[Start of RECORDS FOR THIS EXERCISE]

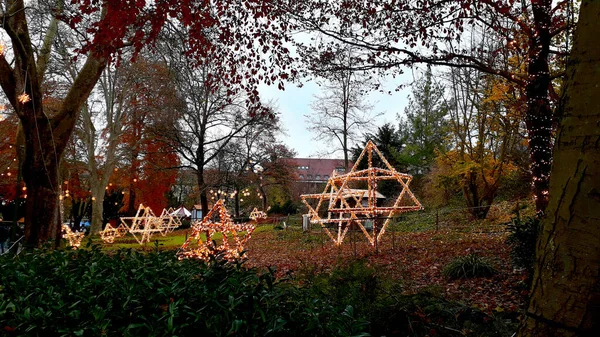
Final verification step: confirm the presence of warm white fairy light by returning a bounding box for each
[301,141,423,246]
[177,199,256,261]
[17,92,31,104]
[250,207,267,221]
[62,225,85,249]
[98,224,117,243]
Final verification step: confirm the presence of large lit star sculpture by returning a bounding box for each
[301,141,423,246]
[177,200,255,261]
[62,225,85,249]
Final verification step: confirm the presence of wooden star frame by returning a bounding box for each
[121,204,166,244]
[177,200,256,261]
[117,204,181,244]
[98,224,128,243]
[301,141,423,246]
[62,225,85,249]
[250,207,267,221]
[160,208,181,234]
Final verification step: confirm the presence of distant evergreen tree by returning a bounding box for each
[352,123,406,171]
[396,66,448,174]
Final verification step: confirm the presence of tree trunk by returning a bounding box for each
[196,165,208,217]
[22,114,62,247]
[518,0,600,336]
[525,0,553,214]
[90,185,106,233]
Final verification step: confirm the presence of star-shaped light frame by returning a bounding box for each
[250,207,267,221]
[118,204,181,244]
[62,224,85,249]
[301,141,423,246]
[121,204,166,244]
[177,199,256,261]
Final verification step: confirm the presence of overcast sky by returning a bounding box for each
[260,70,413,158]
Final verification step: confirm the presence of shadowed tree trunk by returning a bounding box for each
[518,0,600,336]
[0,1,107,246]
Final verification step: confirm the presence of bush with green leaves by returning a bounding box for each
[506,217,540,275]
[0,247,367,336]
[442,254,496,279]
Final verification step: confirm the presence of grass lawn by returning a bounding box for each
[88,215,527,312]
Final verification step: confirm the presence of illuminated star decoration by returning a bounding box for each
[121,204,166,244]
[177,199,256,261]
[250,207,267,221]
[301,141,423,246]
[17,93,31,104]
[62,225,85,249]
[98,224,127,243]
[98,224,117,243]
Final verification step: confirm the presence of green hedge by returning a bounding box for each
[0,247,367,336]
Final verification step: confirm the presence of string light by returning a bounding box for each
[177,200,256,261]
[250,207,267,221]
[17,93,31,104]
[300,141,423,246]
[119,204,181,244]
[62,224,85,249]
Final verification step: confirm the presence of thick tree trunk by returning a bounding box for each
[518,0,600,336]
[22,115,62,247]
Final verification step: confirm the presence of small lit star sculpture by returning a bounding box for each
[17,93,31,104]
[250,207,267,221]
[301,141,423,246]
[98,224,117,243]
[121,204,165,244]
[62,225,85,249]
[177,200,255,261]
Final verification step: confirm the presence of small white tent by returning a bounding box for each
[169,206,192,218]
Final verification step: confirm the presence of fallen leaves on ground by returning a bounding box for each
[247,226,527,312]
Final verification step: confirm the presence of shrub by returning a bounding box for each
[506,217,540,275]
[442,254,496,279]
[0,247,367,336]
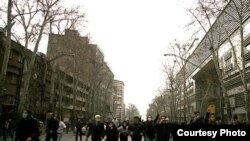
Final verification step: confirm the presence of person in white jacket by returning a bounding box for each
[57,120,67,141]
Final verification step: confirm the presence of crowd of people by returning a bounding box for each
[1,106,246,141]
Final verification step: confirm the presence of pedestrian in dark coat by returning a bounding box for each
[144,114,159,141]
[155,116,172,141]
[128,116,143,141]
[76,119,84,141]
[86,115,105,141]
[45,113,59,141]
[118,121,129,141]
[105,121,119,141]
[15,110,40,141]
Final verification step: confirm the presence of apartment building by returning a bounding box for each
[177,0,250,121]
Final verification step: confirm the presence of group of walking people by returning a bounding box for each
[82,114,172,141]
[1,110,66,141]
[3,106,244,141]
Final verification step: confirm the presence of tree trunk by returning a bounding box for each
[19,15,48,111]
[0,0,12,95]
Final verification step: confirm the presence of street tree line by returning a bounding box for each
[147,0,250,122]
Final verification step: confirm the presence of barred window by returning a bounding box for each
[235,93,245,107]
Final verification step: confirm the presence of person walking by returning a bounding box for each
[143,114,159,141]
[76,119,84,141]
[128,116,143,141]
[105,121,119,141]
[155,116,172,141]
[57,120,67,141]
[118,121,129,141]
[86,115,105,141]
[45,113,59,141]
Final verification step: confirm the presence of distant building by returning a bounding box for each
[47,29,114,119]
[175,0,250,121]
[113,80,125,120]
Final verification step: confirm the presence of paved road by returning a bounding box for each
[40,132,134,141]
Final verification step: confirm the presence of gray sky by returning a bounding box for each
[40,0,197,116]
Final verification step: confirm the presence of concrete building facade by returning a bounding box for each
[113,80,125,121]
[177,0,250,121]
[47,29,114,119]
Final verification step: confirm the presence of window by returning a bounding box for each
[10,75,17,84]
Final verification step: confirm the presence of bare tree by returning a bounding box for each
[0,0,12,95]
[164,38,197,121]
[163,61,178,119]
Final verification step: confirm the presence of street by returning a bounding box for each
[0,132,173,141]
[40,132,131,141]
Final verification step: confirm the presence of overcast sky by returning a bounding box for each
[40,0,196,116]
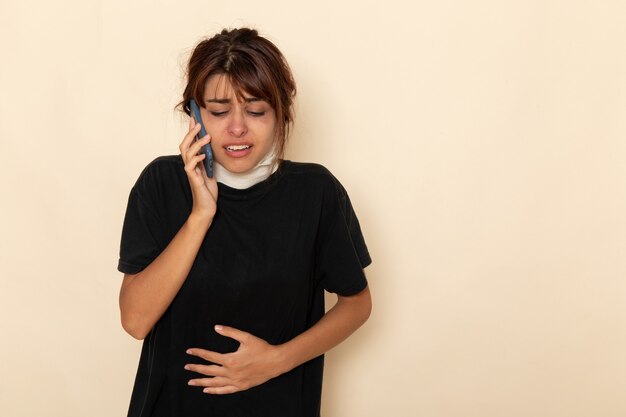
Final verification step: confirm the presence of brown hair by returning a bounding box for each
[178,28,296,159]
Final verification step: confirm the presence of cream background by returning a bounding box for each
[0,0,626,417]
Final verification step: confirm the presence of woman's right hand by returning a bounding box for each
[179,118,217,221]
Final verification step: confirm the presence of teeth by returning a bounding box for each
[226,145,250,151]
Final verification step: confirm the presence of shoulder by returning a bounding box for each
[133,155,185,194]
[281,161,345,192]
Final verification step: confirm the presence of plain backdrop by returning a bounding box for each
[0,0,626,417]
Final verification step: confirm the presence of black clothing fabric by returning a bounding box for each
[118,155,371,417]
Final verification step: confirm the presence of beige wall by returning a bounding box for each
[0,0,626,417]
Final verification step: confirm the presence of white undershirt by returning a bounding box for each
[213,148,278,190]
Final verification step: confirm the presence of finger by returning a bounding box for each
[187,348,224,365]
[202,385,240,395]
[187,376,233,388]
[215,324,252,343]
[185,363,227,376]
[185,154,206,176]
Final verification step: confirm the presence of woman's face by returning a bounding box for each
[200,74,276,173]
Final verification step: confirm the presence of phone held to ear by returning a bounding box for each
[189,99,213,178]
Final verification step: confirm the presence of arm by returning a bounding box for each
[185,287,372,394]
[119,120,217,339]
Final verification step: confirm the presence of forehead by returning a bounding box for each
[204,74,247,100]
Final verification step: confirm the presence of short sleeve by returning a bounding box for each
[318,176,372,296]
[117,186,163,274]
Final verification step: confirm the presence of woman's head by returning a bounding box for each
[180,28,296,166]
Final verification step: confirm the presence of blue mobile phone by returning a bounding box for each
[189,99,213,178]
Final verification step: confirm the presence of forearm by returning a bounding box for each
[278,287,372,372]
[120,214,212,339]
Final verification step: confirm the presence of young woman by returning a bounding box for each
[118,29,371,417]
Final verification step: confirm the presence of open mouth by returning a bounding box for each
[226,145,252,152]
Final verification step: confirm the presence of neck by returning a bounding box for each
[213,149,278,190]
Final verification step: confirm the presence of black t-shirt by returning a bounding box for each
[118,155,371,417]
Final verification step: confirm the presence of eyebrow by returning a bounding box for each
[206,97,263,104]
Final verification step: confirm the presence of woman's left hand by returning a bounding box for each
[185,326,283,394]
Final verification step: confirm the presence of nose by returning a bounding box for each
[228,109,248,138]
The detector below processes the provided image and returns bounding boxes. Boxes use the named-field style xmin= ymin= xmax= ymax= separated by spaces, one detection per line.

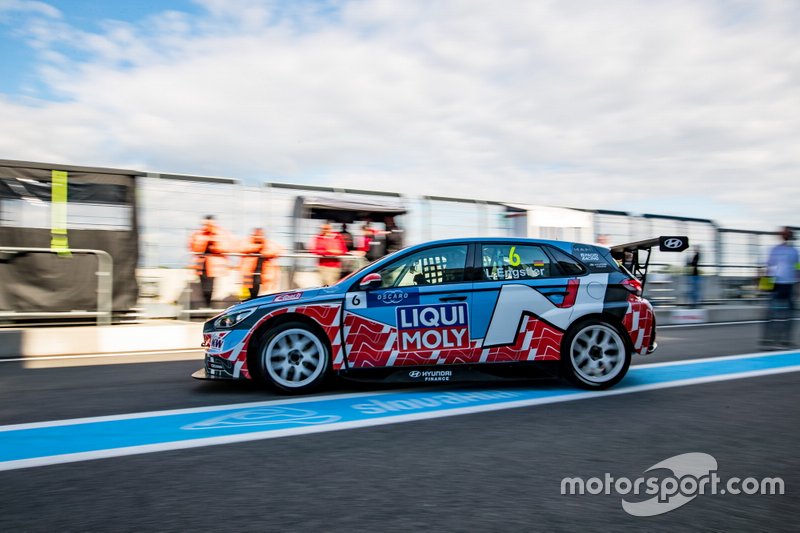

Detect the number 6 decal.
xmin=346 ymin=292 xmax=367 ymax=309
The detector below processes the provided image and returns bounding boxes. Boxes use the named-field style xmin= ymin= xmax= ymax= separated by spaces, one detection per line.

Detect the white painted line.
xmin=0 ymin=386 xmax=424 ymax=432
xmin=0 ymin=365 xmax=800 ymax=471
xmin=0 ymin=348 xmax=203 ymax=363
xmin=630 ymin=349 xmax=798 ymax=370
xmin=656 ymin=318 xmax=800 ymax=329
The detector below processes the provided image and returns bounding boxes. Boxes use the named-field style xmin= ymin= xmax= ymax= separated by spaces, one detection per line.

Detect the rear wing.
xmin=610 ymin=236 xmax=689 ymax=290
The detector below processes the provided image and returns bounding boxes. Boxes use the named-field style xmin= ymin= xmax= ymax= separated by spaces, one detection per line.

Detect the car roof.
xmin=409 ymin=237 xmax=594 ymax=248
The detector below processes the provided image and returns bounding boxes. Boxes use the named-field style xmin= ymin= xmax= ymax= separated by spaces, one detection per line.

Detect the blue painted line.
xmin=0 ymin=352 xmax=800 ymax=470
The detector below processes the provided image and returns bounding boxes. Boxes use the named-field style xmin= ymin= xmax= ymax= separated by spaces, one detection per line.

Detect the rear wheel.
xmin=257 ymin=322 xmax=330 ymax=393
xmin=561 ymin=320 xmax=631 ymax=389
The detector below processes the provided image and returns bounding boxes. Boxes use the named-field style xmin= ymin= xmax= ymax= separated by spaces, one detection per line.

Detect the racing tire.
xmin=561 ymin=320 xmax=631 ymax=390
xmin=255 ymin=322 xmax=331 ymax=394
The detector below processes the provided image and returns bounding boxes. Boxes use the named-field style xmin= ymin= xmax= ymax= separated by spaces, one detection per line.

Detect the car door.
xmin=343 ymin=243 xmax=474 ymax=368
xmin=470 ymin=241 xmax=586 ymax=363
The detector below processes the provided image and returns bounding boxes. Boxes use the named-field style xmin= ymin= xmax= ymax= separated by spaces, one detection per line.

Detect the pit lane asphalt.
xmin=0 ymin=325 xmax=800 ymax=531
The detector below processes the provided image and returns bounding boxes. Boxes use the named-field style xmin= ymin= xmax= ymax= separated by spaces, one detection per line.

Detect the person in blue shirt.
xmin=761 ymin=227 xmax=800 ymax=348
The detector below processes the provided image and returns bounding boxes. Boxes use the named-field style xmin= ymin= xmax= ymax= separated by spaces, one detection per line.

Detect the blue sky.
xmin=0 ymin=0 xmax=800 ymax=229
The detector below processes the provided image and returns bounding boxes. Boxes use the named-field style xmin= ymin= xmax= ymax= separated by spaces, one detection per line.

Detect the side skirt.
xmin=338 ymin=361 xmax=560 ymax=383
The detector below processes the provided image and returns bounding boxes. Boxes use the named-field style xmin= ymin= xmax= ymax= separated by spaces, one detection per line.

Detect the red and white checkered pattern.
xmin=344 ymin=313 xmax=563 ymax=368
xmin=622 ymin=295 xmax=654 ymax=354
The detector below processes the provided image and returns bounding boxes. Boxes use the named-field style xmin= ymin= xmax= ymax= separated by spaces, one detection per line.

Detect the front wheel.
xmin=258 ymin=322 xmax=330 ymax=393
xmin=561 ymin=320 xmax=631 ymax=390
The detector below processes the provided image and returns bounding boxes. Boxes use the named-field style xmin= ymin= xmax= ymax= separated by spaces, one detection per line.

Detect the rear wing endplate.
xmin=610 ymin=235 xmax=689 ymax=289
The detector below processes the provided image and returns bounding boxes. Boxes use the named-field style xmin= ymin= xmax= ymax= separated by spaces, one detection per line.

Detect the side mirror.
xmin=358 ymin=272 xmax=382 ymax=291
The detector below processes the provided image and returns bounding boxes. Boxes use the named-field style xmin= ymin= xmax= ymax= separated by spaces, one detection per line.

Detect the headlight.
xmin=214 ymin=307 xmax=256 ymax=329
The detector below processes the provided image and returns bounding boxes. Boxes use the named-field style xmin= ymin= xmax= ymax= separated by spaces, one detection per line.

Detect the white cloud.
xmin=0 ymin=0 xmax=800 ymax=229
xmin=0 ymin=0 xmax=61 ymax=20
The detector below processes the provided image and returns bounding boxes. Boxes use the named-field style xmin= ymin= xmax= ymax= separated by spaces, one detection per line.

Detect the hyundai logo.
xmin=664 ymin=238 xmax=683 ymax=250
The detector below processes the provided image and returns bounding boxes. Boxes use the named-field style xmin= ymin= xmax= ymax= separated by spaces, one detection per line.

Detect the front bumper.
xmin=192 ymin=353 xmax=237 ymax=380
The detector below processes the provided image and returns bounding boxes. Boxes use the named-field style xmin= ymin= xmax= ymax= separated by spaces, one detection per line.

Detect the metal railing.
xmin=0 ymin=246 xmax=114 ymax=326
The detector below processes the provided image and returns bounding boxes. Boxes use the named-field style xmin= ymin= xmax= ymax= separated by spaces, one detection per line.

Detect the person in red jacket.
xmin=311 ymin=224 xmax=347 ymax=285
xmin=239 ymin=228 xmax=283 ymax=298
xmin=189 ymin=215 xmax=230 ymax=307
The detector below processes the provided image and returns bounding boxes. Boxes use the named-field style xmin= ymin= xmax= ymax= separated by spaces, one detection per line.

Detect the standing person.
xmin=239 ymin=228 xmax=283 ymax=298
xmin=339 ymin=222 xmax=357 ymax=276
xmin=761 ymin=227 xmax=800 ymax=348
xmin=339 ymin=222 xmax=356 ymax=252
xmin=311 ymin=223 xmax=347 ymax=285
xmin=189 ymin=215 xmax=228 ymax=308
xmin=384 ymin=217 xmax=405 ymax=254
xmin=686 ymin=246 xmax=700 ymax=307
xmin=360 ymin=221 xmax=386 ymax=261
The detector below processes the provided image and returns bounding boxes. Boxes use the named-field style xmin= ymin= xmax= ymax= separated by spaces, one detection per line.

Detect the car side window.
xmin=550 ymin=248 xmax=586 ymax=276
xmin=378 ymin=245 xmax=467 ymax=288
xmin=481 ymin=243 xmax=557 ymax=281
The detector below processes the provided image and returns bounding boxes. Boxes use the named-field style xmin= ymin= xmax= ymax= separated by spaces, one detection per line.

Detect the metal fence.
xmin=138 ymin=174 xmax=792 ymax=305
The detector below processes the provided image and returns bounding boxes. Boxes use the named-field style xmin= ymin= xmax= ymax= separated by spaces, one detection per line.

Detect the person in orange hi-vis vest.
xmin=311 ymin=224 xmax=347 ymax=285
xmin=189 ymin=215 xmax=229 ymax=307
xmin=239 ymin=228 xmax=283 ymax=298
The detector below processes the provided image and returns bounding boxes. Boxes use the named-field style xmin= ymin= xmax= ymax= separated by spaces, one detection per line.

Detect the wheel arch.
xmin=561 ymin=313 xmax=635 ymax=356
xmin=247 ymin=313 xmax=333 ymax=380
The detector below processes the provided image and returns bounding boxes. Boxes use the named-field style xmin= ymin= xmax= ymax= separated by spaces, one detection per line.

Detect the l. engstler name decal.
xmin=397 ymin=303 xmax=469 ymax=352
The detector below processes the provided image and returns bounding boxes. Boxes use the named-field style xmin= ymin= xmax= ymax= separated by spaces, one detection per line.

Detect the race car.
xmin=193 ymin=237 xmax=688 ymax=393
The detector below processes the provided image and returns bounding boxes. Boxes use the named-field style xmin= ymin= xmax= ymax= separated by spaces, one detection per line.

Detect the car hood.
xmin=216 ymin=283 xmax=347 ymax=314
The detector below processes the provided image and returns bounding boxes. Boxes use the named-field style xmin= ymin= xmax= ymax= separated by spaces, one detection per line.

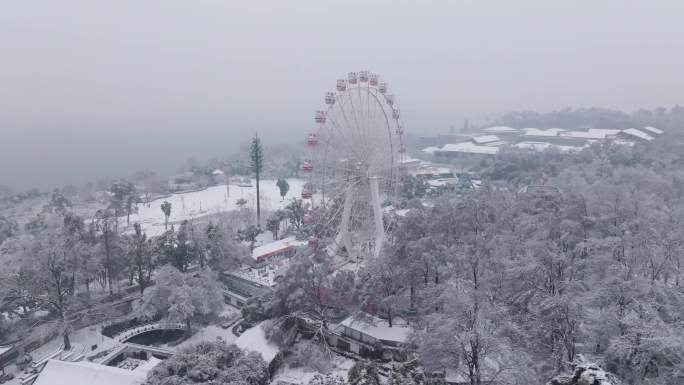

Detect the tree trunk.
xmin=104 ymin=227 xmax=114 ymax=295
xmin=256 ymin=169 xmax=261 ymax=227
xmin=62 ymin=326 xmax=71 ymax=350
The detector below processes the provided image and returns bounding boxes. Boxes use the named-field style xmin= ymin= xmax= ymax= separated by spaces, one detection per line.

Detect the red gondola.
xmin=302 ymin=159 xmax=313 ymax=172
xmin=378 ymin=82 xmax=387 ymax=94
xmin=337 ymin=79 xmax=347 ymax=92
xmin=314 ymin=111 xmax=325 ymax=123
xmin=368 ymin=74 xmax=380 ymax=87
xmin=309 ymin=237 xmax=318 ymax=247
xmin=385 ymin=94 xmax=394 ymax=106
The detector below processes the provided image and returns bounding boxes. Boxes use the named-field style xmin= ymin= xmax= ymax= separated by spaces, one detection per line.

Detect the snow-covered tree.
xmin=139 ymin=265 xmax=224 ymax=329
xmin=146 ymin=339 xmax=268 ymax=385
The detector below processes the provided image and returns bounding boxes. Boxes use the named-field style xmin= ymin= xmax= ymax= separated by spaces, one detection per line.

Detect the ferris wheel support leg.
xmin=369 ymin=176 xmax=385 ymax=256
xmin=330 ymin=188 xmax=354 ymax=256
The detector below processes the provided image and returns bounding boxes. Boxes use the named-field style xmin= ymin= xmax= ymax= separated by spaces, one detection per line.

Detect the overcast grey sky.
xmin=0 ymin=0 xmax=684 ymax=188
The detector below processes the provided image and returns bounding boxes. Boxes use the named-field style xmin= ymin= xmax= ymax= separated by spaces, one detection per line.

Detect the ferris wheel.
xmin=301 ymin=71 xmax=406 ymax=257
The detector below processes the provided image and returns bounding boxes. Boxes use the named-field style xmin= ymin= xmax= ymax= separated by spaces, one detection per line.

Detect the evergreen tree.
xmin=249 ymin=134 xmax=264 ymax=226
xmin=161 ymin=201 xmax=171 ymax=230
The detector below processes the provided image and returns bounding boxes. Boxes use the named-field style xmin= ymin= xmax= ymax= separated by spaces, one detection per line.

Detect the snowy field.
xmin=127 ymin=179 xmax=305 ymax=236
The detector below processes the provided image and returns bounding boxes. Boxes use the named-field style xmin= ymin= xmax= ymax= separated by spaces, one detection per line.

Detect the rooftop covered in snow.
xmin=622 ymin=128 xmax=654 ymax=142
xmin=644 ymin=126 xmax=665 ymax=135
xmin=515 ymin=141 xmax=584 ymax=153
xmin=252 ymin=237 xmax=307 ymax=261
xmin=340 ymin=313 xmax=412 ymax=343
xmin=482 ymin=126 xmax=518 ymax=134
xmin=473 ymin=135 xmax=501 ymax=144
xmin=235 ymin=322 xmax=280 ymax=363
xmin=420 ymin=146 xmax=439 ymax=155
xmin=439 ymin=142 xmax=499 ymax=155
xmin=559 ymin=128 xmax=620 ymax=140
xmin=523 ymin=127 xmax=565 ymax=136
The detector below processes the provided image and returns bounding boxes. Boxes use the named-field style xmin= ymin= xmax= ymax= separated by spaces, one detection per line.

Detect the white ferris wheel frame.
xmin=308 ymin=71 xmax=405 ymax=256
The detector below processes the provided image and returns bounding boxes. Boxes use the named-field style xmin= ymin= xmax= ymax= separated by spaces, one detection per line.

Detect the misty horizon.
xmin=0 ymin=0 xmax=684 ymax=189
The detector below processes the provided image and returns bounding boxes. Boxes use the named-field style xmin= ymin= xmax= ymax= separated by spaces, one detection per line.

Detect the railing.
xmin=113 ymin=322 xmax=185 ymax=342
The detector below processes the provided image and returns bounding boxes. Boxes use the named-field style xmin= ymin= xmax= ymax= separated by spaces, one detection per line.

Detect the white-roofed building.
xmin=515 ymin=141 xmax=584 ymax=153
xmin=522 ymin=127 xmax=565 ymax=138
xmin=420 ymin=146 xmax=439 ymax=155
xmin=473 ymin=135 xmax=501 ymax=145
xmin=338 ymin=313 xmax=412 ymax=346
xmin=252 ymin=237 xmax=307 ymax=265
xmin=471 ymin=135 xmax=505 ymax=147
xmin=235 ymin=322 xmax=280 ymax=365
xmin=435 ymin=142 xmax=499 ymax=156
xmin=482 ymin=126 xmax=520 ymax=135
xmin=621 ymin=128 xmax=654 ymax=142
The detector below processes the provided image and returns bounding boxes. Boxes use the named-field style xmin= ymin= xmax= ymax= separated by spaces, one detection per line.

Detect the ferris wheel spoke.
xmin=342 ymin=89 xmax=361 ymax=150
xmin=309 ymin=71 xmax=401 ymax=256
xmin=326 ymin=116 xmax=354 ymax=159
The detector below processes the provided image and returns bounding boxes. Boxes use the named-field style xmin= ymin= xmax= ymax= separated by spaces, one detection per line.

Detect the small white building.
xmin=644 ymin=126 xmax=665 ymax=135
xmin=252 ymin=237 xmax=307 ymax=266
xmin=472 ymin=135 xmax=504 ymax=146
xmin=336 ymin=313 xmax=413 ymax=354
xmin=621 ymin=128 xmax=655 ymax=142
xmin=435 ymin=142 xmax=499 ymax=157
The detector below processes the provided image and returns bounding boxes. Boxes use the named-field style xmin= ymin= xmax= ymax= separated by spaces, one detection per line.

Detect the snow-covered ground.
xmin=271 ymin=356 xmax=354 ymax=385
xmin=164 ymin=305 xmax=240 ymax=352
xmin=128 ymin=179 xmax=305 ymax=236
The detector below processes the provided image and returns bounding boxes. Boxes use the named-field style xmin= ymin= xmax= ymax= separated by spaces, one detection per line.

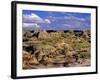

[End of RECORDS FOR THIS EXERCISE]

■ **WHAT YOU NEED TO DO**
Reproduce the records verbatim from their beginning through the line that contains "[0,1,107,246]", both ends included, and leave the pictures out.

■ **EXERCISE OUTPUT**
Final verification step: confirm the presence of warm white fairy light by returning a bounding box for each
[301,141,423,246]
[177,199,256,261]
[17,92,31,104]
[250,207,267,221]
[62,225,85,249]
[98,224,117,243]
Final verification step: confirm the presence of large lit star sculpture by returning a bounding box for each
[301,141,423,246]
[177,200,255,261]
[62,225,85,249]
Final verification step: confirm the presence of wooden star frame by returning a bounding box for each
[121,204,166,244]
[177,200,256,261]
[117,204,181,244]
[98,224,128,243]
[301,141,423,246]
[62,225,85,249]
[250,207,267,221]
[160,208,181,234]
Final verification step: confirm the presence of distant evergreen tree by returning a bounding box for each
[352,123,406,171]
[396,66,448,174]
Final verification step: confirm the presence of tree trunk by returning a bounding box for each
[196,165,208,217]
[22,114,62,247]
[518,0,600,336]
[525,0,553,214]
[90,185,106,233]
Final verification step: confirm the presence of star-shaped light frame by returning a bounding box for each
[250,207,267,221]
[118,204,181,244]
[62,224,85,249]
[301,141,423,246]
[121,204,166,244]
[177,199,256,261]
Final verification step: confirm the presence of overcast sky by returning a bounding box for each
[260,70,413,158]
Final verification step: confirm the presence of shadowed tree trunk by returning a bounding box for each
[518,0,600,336]
[0,1,107,246]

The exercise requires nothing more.